課題の指示:
1. 本文で、Rちゃんは何歳の患者とされているか。
2. 本文のうち、「問題の患者さんは5歳の患者さ」で始まり「イトであるわけですが・・・。」で終わる部分を一字も変えずに引用してください。

··· 本文 ···

2006年10月03日(火) |
ワシも泣きたいよ・・・ |
歯科医院にはいろんな患者さんが来院します。老若男女、様々な経歴、職業の方が来院されます。うちの歯科医院もそんな歯科医院の一つなのですが、来院される患者さんの中には治療を行うのに一苦労という患者さんがいるものです。
先日もそんな患者さんが来院しました。患者さんは診療室に入るなり、いきなり泣き叫ぶのです。
「ここにすわるの、いやだよおぉぉぉぉぉ・・・・・・・・・!」
問題の患者さんは5歳の患者さんでした。お母さんに連れられてやってきた患者さんRちゃん。Rちゃんは以前から奥歯にむし歯があることはわかっていたそうですが、お母さんの仕事の都合でなかなか歯科医院を受診することができず、今に至ったそうです。治療を行う前から、診療室に入るなり、大泣きです。
気持ちはわからないではありません。大人でさえ歯科医院というと遠慮したい場所の一つに挙げたい場所の一つです。歯科医院イコール怖い場所という先入観は多くの人が持っているものです。そんなイメージを少しでも払拭しようと僕ら業界人はそれなりに努力はしています。この”歯医者さんの一服”ホームページも歯医者に対するイメージ、印象を少しでも変えたいという気持ちがあって立ち上げたサイトであるわけですが・・・。
5歳の子供では、いくら治療前であっても何となく違和感を感じる子供もいます。いやむしろ多いかもしれません。その気持ちをダイレクトに歯医者に表現する場合もあります。歯科医院の診療室に入るなり大泣きし、診療を嫌がるのも無理はありません。
そんな場合、無理して診療をしようとしても仕方がありません。少しずつ歯医者の雰囲気に慣れるよう、気持ちの緊張を解くように仕向けるよう策を講じながら、タイミングを計って治療に進んでいくようにします。急がば回れといいますが、泣き叫ぶ子供を無理して強制的に行おうとすると、思わぬトラブルに巻き込まれたりして治療にリスクを伴います。また、変に心理的恐怖やトラウマを生じさせてもいけません。その後の治療に差支えがでてきます。場合によっては母子分離といって親御さんと子供を分けて治療を行うこともしたりします。
むしろ、症状を伴う子供の場合は意外と診療しやすいものです。このような場合、恐怖感があると言っても症状を何とかして欲しいという気持ちもあるもの。そこを突いて強引に治療に持ち込んでも意外と後は平気なことが多いものです。

··· 入力データ ···

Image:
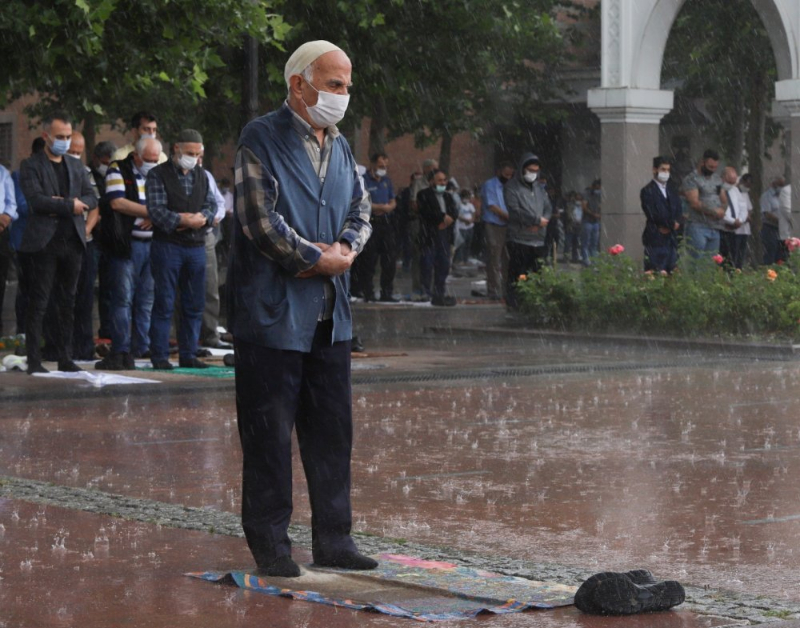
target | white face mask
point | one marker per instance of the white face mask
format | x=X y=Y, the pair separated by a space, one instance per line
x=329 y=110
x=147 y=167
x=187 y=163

···
··· 入力データ ···

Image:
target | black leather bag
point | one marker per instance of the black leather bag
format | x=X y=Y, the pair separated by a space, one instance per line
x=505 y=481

···
··· 入力データ ···

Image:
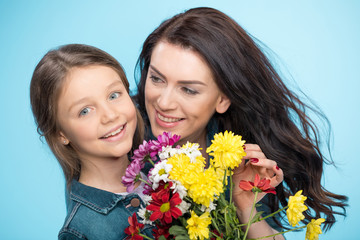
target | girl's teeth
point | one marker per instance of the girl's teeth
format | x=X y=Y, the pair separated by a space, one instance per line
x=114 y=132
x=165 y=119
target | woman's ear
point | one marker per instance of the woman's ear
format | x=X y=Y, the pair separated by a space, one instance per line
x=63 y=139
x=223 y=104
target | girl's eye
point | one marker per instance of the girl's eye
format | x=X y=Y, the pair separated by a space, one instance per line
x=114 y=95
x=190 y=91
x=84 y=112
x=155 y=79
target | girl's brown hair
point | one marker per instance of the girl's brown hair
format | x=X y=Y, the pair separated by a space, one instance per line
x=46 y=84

···

課題別の解答:
1. 5歳。

2.
問題の患者さんは5歳の患者さんでした。お母さんに連れられてやってきた患者さんRちゃん。Rちゃんは以前から奥歯にむし歯があることはわかっていたそうですが、お母さんの仕事の都合でなかなか歯科医院を受診することができず、今に至ったそうです。治療を行う前から、診療室に入るなり、大泣きです。
気持ちはわからないではありません。大人でさえ歯科医院というと遠慮したい場所の一つに挙げたい場所の一つです。歯科医院イコール怖い場所という先入観は多くの人が持っているものです。そんなイメージを少しでも払拭しようと僕ら業界人はそれなりに努力はしています。この”歯医者さんの一服”ホームページも歯医者に対するイメージ、印象を少しでも変えたいという気持ちがあって立ち上げたサイトであるわけですが・・・。